**** AUSGANGSTEXT ****

Nur zusehen und zittern?: “Ohne gute Daten bleibt KI ein stumpfes Schwert”
Wirtschaft

KI wird viel Neues in der Industrie ermöglichen – das ist keine Frage mehr., sagt Hoffmann.
Die Weltwirtschaft ist in Aufruhr. Die USA verhängen Zölle, Lieferketten müssen robuster werden, und KI könnte die Industrie revolutionieren. Im Interview erzählt der Geschäftsführer der Fabriksoftware-Schmiede Forcam Enisco, Oliver Hoffmann, wie deutsche Industrie-Unternehmen darauf reagieren.
Werden auf der Hannover Messe Innovationen oder die aktuelle US-Politik im Mittelpunkt stehen?
Oliver Hoffmann: Ich denke, die Einfuhrzölle durch die USA dürften auch auf der Hannover Messe ein sehr großes Thema sein. Die USA haben erste Zölle erhoben, weitere sind angedroht. Es betrifft ja nicht nur Einfuhren aus Europa, sondern auch aus Kanada und Mexiko. Viele hiesige Industrie-Unternehmen haben auch in Kanada oder Mexiko, also der nordamerikanischen Freihandelszone USMCA, investiert und produzieren vor Ort. Diese Unsicherheiten sind eine Gefahr für die Geschäftsbasis – nämlich international vernetzte Lieferketten.
Was können deutsche Unternehmen tun – nur zusehen und zittern?
Zittern hilft nicht, handeln schon! Die Unternehmen beobachten die Situation sehr genau. Die EU und andere Länder haben Gegenmaßnahmen angekündigt. Wir sprechen hier also nicht nur über Zölle, sondern auch über eine mögliche Neuausrichtung globaler Handelsstrukturen. Dafür können Unternehmen Absicherungsmaßnahmen ergreifen. Wer flexibel bleibt, kann besser navigieren.

Oliver Hoffmann ist Geschäftsführer der Fabriksoftware-Schmiede Forcam Enisco.
Wie genau sieht eine solche Absicherung aus?

**** AUFLISTUNG ****

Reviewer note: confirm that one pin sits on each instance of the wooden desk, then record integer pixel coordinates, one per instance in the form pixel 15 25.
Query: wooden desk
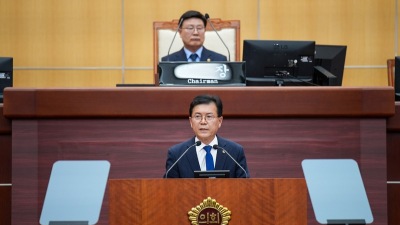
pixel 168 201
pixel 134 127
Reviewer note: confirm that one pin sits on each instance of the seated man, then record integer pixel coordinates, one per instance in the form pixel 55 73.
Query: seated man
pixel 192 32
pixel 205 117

****
**** AUFLISTUNG ****

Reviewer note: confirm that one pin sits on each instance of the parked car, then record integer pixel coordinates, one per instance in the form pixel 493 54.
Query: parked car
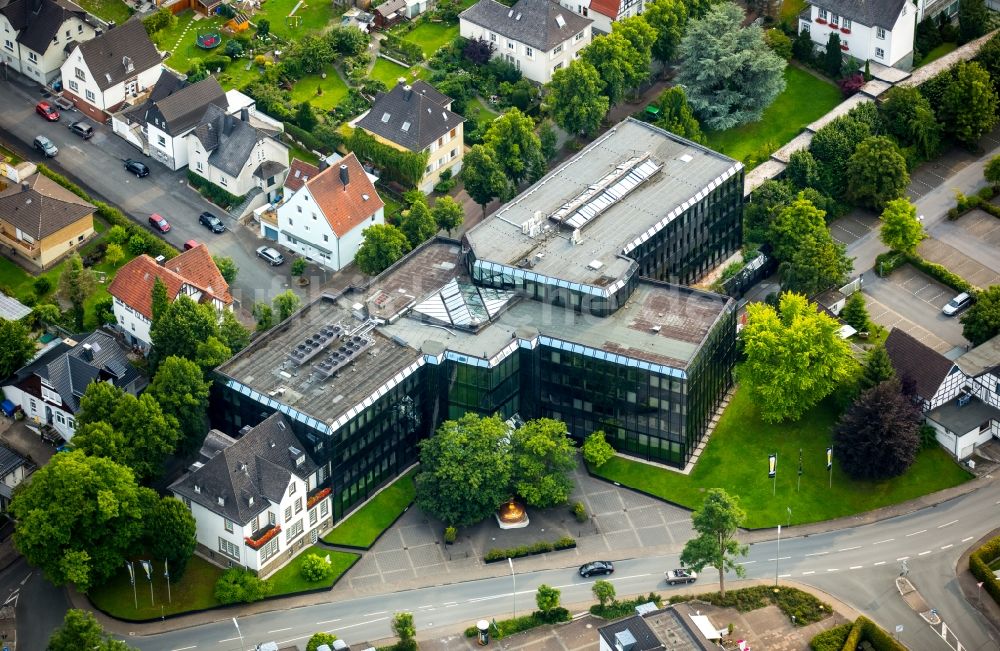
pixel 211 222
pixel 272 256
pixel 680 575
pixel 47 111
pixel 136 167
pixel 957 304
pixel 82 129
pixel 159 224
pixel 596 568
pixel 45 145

****

*BITTE BEARBEITEN*
A - Beantworte die folgenden Fragen zum Interview.
(i) Welches Unternehmen leitet Oliver Hoffmann als Geschäftsführer?
(ii) Aus welchen Ländern außer Europa sind laut Hoffmann ebenfalls Einfuhren von den US-Zöllen betroffen?
(iii) Wer hat laut dem Interview Gegenmaßnahmen angekündigt?
B - Entnimm dem Interview wörtlich die Stelle von „Zittern hilft nicht, handeln“ bis einschließlich „kann besser navigieren.“.
Die Einträge sind eigenständiges Material und gehören nicht zum Interview.

*LÖSUNGEN IM EINZELNEN*
A -
(i) Die Fabriksoftware-Schmiede Forcam Enisco.
(ii) Kanada und Mexiko.
(iii) Die EU und andere Länder.

B -
Zittern hilft nicht, handeln schon! Die Unternehmen beobachten die Situation sehr genau. Die EU und andere Länder haben Gegenmaßnahmen angekündigt. Wir sprechen hier also nicht nur über Zölle, sondern auch über eine mögliche Neuausrichtung globaler Handelsstrukturen. Dafür können Unternehmen Absicherungsmaßnahmen ergreifen. Wer flexibel bleibt, kann besser navigieren.